Audits (how to run as needed) - sul-dlss/preservation_catalog GitHub Wiki

Information about how to run audits

  • Moab to Catalog (M2C) existence/version check
  • Catalog to Moab (C2M) existence/version check
  • Checksum Validation (CV)
  • Catalog to Archive (C2A) / replication audit
  • Moab Validation (which is in the moab-versioning gem, but called by PreservationCatalog)

How do I know which one I want to run?

When in doubt, a fairly safe rule to use is:

  • If you're investigating an issue with the on prem copy of a Moab, you probably want to run checksum validation for the druid. See checksum validation for a single druid.
  • If you're investigating an issue with a cloud copy, you probably want to run Catalog to Archive (replication audit) for the druid.

Moab to Catalog (M2C) existence/version check

See [Audits (basic info) wiki](http://github.com/sul-dlss/preservation_catalog/wiki/Validations-for-Moabs for basic info about M2C validation.

Rake task for Single Root

  • You need to know the MoabStorageRoot name, available from settings.yml (shared_configs for deployments)
  • You do NOT need quotes for the root name
  • Checks will be run asynchronously via MoabToCatalogJob
RAILS_ENV=production bundle exec rake prescat:audit:m2c[root_name]

Via Rails Console

In console, first locate a MoabStorageRoot, then call m2c_check! to enqueue asynchronous executions via MoabToCatalogJob. Storage root information is available from settings.yml (shared_configs for deployments).

Single Root

msr = MoabStorageRoot.find_by!(storage_location: '/path/to/storage')
msr.m2c_check!

All Roots

MoabStorageRoot.find_each { |msr| msr.m2c_check! }

Single Druid

To M2C a single druid synchronously, in console:

CatalogUtils.check_existence_for_druid('jj925bx9565')

Druid List

For a predetermined list of druids, a convenience wrapper for the above command is check_existence_for_druid_list.

  • The parameter is the file path of a CSV file listing the druids.
    • The first column of the csv should contain druids, without prefix.
    • File should not contain headers.
CatalogUtils.check_existence_for_druid_list('/file/path/to/your/csv/druid_list.csv')

Note: it should not typically be necessary to serialize a list of druids to CSV. Just iterate over them and use the "Single Druid" approach.

Catalog to Moab (C2M) existence/version check

See [Audits (basic info) wiki](http://github.com/sul-dlss/preservation_catalog/wiki/Validations-for-Moabs for basic info about C2M validation.

Rake task for Single Root

  • You need to know the MoabStorageRoot name, available from settings.yml (shared_configs for deployments)
  • You do NOT need quotes for the root name.
  • You cannot provide a date threshold: it will perform the validation for every MoabRecord prescat has for the root.
  • Checks will be run asynchronously via CatalogToMoabJob
RAILS_ENV=production bundle exec rake prescat:audit:c2m[root_name]

Via Rails Console

In console, first locate a MoabStorageRoot, then call c2m_check! to enqueue asynchronous executions for the MoabRecords associated with that root via CatalogToMoabJob. Storage root information is available from settings.yml (shared_configs for deployments).

• _INFORMATION SUPPLIED_:
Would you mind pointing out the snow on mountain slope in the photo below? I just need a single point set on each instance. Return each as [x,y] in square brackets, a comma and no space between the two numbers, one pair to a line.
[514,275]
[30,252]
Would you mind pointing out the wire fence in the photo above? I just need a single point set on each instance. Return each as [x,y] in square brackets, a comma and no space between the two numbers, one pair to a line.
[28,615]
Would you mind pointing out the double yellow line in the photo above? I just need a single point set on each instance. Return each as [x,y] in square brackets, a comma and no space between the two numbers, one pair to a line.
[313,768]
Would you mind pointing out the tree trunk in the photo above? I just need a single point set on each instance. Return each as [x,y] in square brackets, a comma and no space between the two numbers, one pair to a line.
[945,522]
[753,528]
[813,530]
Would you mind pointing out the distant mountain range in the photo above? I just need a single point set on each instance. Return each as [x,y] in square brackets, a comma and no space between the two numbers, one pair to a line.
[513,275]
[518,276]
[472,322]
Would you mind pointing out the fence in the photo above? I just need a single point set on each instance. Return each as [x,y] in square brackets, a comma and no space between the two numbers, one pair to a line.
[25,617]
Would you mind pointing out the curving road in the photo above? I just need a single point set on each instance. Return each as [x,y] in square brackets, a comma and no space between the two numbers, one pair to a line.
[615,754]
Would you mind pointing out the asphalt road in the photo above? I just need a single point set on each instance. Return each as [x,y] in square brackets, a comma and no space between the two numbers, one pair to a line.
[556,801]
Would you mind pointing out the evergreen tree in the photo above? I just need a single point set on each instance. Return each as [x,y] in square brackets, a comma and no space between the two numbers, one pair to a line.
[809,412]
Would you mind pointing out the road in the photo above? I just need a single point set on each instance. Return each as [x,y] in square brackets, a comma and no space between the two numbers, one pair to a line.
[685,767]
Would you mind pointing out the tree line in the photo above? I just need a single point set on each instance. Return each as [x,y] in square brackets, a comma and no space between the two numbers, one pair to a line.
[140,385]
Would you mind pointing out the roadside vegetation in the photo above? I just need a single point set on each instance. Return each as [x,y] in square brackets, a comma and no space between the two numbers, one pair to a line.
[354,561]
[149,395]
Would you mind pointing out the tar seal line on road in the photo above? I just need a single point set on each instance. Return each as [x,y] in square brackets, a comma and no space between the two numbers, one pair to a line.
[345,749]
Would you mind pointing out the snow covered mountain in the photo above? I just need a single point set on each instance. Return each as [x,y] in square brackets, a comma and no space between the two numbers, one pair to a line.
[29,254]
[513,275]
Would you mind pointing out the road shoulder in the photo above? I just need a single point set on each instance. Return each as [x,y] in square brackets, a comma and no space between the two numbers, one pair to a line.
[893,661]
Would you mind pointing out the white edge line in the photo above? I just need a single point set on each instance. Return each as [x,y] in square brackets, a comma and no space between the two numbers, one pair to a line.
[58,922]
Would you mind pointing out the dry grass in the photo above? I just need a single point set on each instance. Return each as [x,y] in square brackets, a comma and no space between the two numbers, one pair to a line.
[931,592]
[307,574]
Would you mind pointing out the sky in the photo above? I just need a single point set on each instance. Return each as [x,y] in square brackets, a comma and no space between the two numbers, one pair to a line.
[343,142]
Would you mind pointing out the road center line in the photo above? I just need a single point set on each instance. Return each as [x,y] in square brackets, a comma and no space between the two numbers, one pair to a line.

• _EXERCISE DETAILS_:
In the audits wiki page, what should you run for the druid when investigating an issue with a cloud copy?

• _EXERCISE ANSWER_:
Catalog to Archive (replication audit)